• [RECORDED INFORMATION]
## Start

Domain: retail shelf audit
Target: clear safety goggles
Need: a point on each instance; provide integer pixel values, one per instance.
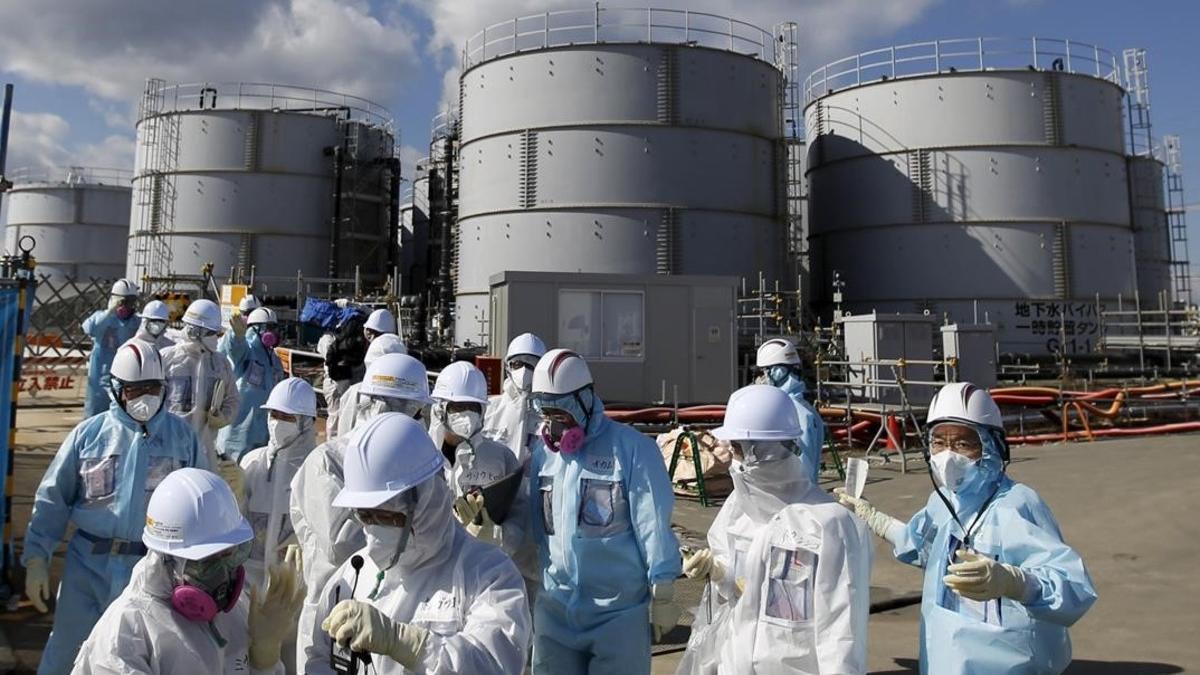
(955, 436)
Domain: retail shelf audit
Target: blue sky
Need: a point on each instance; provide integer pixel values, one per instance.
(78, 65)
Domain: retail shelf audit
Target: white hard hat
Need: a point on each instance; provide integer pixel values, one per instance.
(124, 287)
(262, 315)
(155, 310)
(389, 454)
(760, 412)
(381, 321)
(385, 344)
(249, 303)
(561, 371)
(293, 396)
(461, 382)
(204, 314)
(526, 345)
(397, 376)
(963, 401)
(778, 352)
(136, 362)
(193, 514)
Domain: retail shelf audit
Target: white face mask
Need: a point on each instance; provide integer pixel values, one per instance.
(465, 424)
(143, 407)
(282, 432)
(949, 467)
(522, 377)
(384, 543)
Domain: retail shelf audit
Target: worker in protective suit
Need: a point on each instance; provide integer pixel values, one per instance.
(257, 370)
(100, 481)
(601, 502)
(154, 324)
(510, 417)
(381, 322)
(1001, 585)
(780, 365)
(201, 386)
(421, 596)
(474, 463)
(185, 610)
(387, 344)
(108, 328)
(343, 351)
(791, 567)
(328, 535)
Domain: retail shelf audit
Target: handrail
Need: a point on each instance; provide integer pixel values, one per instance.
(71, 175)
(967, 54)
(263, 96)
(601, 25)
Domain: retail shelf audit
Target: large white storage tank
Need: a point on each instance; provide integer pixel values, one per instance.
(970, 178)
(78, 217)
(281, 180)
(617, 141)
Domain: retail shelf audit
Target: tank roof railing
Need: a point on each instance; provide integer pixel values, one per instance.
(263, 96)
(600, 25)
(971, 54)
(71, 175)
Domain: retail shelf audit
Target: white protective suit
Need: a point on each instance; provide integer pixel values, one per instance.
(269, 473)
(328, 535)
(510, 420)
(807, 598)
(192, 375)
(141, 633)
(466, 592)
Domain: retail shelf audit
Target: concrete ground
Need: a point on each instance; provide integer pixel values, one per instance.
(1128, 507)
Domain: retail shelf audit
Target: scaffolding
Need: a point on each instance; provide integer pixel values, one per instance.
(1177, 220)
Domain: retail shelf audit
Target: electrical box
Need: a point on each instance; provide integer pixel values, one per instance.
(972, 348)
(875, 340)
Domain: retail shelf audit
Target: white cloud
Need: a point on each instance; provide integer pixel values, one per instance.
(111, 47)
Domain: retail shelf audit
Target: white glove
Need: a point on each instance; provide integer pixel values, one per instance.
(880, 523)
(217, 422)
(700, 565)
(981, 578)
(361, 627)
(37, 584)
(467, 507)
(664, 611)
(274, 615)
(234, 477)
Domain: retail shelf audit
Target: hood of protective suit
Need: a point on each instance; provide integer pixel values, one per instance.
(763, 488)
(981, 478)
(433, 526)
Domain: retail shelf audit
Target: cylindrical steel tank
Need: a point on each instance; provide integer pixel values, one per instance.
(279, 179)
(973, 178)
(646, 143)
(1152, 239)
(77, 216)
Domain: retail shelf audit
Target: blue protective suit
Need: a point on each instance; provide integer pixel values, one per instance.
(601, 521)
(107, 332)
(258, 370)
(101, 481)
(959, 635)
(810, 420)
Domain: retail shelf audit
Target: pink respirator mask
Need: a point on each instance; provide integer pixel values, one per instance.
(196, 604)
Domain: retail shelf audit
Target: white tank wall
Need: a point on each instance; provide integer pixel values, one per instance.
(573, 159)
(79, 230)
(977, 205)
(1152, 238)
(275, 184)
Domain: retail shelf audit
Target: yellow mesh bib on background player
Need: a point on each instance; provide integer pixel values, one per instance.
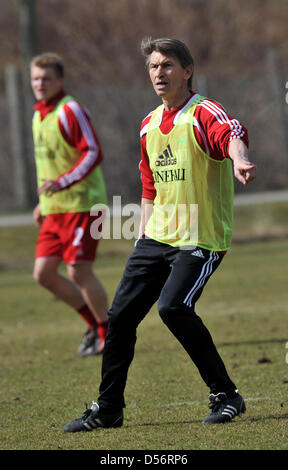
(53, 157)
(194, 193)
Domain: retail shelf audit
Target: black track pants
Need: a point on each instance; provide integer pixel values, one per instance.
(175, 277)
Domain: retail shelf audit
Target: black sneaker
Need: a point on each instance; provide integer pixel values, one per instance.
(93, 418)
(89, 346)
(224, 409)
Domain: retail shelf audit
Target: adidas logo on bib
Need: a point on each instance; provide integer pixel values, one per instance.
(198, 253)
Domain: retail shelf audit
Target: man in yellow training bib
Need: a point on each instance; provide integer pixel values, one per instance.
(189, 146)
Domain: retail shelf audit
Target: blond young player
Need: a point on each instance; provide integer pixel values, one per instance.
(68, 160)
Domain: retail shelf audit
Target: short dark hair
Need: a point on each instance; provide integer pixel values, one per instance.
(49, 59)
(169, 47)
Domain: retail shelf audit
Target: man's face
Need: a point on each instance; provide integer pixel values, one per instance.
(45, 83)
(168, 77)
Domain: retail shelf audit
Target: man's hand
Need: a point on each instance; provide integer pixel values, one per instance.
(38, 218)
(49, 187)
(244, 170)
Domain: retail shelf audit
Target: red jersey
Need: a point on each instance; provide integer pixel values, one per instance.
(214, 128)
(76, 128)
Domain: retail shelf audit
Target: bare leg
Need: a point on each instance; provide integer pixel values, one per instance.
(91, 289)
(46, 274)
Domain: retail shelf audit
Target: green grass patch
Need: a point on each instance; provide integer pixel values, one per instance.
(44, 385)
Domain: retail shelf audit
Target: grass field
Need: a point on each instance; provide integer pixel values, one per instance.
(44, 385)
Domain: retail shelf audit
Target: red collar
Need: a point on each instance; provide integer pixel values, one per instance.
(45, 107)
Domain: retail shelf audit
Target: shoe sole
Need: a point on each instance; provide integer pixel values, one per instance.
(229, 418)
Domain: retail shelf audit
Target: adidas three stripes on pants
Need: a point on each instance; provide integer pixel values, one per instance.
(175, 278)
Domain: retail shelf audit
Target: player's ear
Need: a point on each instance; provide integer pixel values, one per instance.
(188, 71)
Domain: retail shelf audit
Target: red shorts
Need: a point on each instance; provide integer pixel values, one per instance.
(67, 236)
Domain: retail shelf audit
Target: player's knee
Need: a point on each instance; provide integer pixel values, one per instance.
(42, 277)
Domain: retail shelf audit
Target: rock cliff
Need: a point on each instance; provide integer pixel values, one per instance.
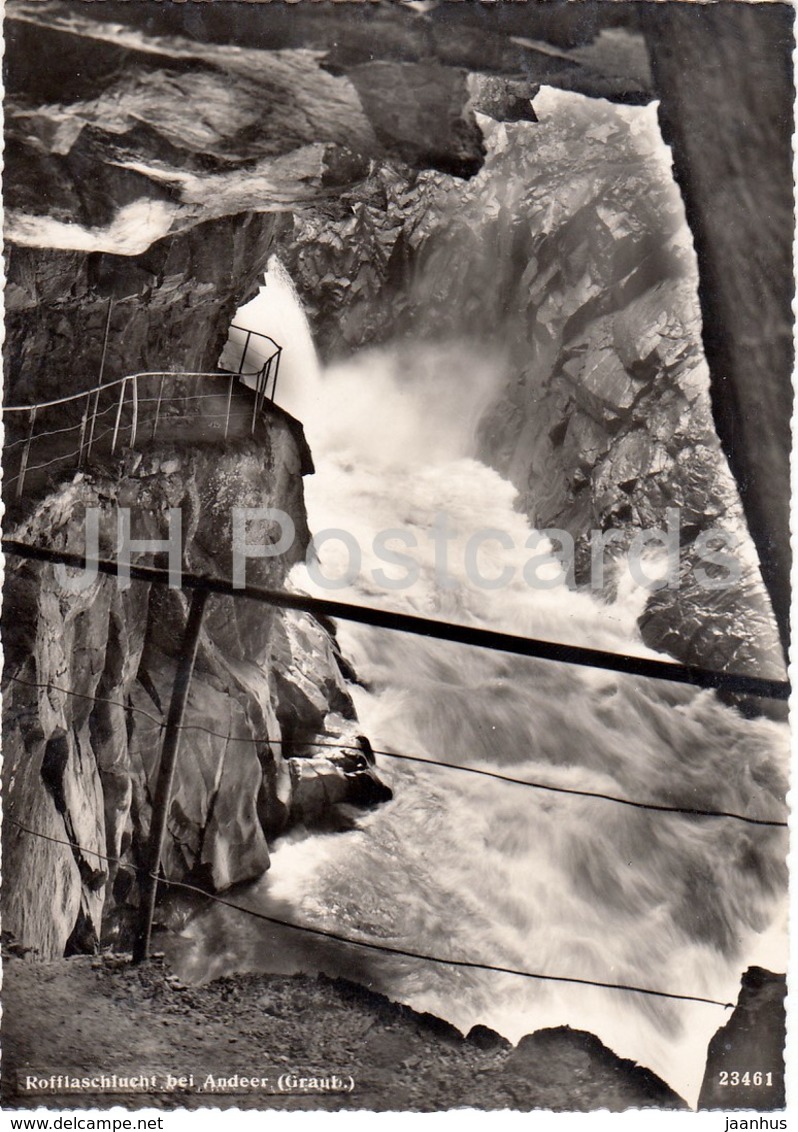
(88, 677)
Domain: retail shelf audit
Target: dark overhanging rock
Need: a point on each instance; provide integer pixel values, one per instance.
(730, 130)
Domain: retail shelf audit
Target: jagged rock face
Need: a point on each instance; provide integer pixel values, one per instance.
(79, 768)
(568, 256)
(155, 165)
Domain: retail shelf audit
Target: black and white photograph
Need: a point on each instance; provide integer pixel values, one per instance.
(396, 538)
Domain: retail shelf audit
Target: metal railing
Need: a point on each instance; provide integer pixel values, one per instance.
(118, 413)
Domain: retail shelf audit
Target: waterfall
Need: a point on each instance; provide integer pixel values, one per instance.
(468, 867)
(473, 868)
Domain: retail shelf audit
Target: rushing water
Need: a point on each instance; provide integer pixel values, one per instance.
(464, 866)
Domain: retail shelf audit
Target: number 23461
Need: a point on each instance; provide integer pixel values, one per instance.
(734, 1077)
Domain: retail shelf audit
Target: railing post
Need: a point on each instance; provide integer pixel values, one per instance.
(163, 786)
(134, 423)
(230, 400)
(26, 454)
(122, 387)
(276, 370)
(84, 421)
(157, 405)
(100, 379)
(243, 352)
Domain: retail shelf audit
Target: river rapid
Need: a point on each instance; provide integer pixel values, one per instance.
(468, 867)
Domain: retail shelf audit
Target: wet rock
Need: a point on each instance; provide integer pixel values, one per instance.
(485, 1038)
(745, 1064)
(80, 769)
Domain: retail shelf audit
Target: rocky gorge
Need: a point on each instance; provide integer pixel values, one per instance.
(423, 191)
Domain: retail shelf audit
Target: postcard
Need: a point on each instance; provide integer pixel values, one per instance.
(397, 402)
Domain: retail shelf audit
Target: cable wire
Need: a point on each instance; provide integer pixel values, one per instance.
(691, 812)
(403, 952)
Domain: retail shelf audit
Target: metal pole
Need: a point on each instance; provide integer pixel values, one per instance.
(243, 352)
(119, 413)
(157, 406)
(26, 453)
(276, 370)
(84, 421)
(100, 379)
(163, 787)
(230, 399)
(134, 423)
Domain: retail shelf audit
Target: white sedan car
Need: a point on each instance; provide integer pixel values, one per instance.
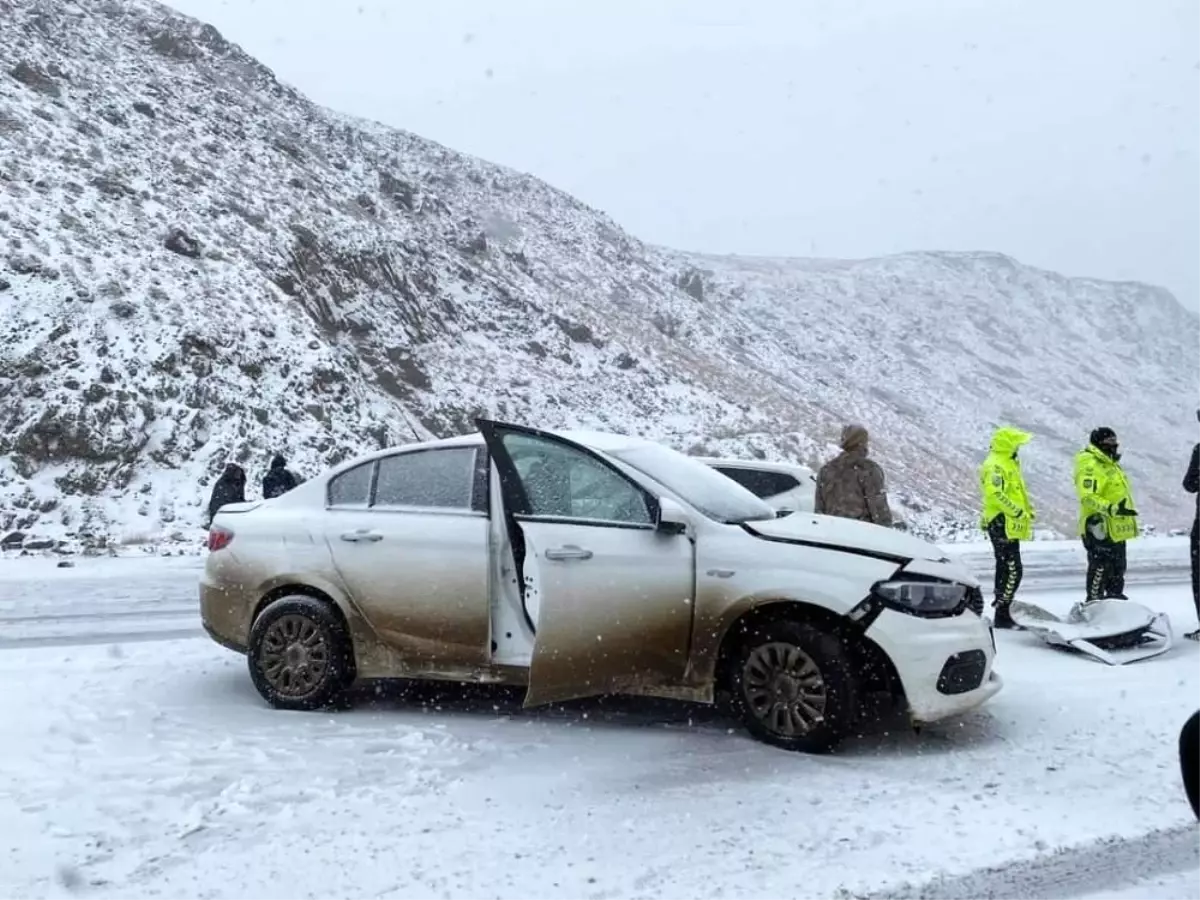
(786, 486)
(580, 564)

## End

• [EXERCISE OBJECTIVE]
Count the lines in the material above that contain the string "adidas", treating uppercase and lowercase as different. Give only the number.

• [EXERCISE SOLUTION]
2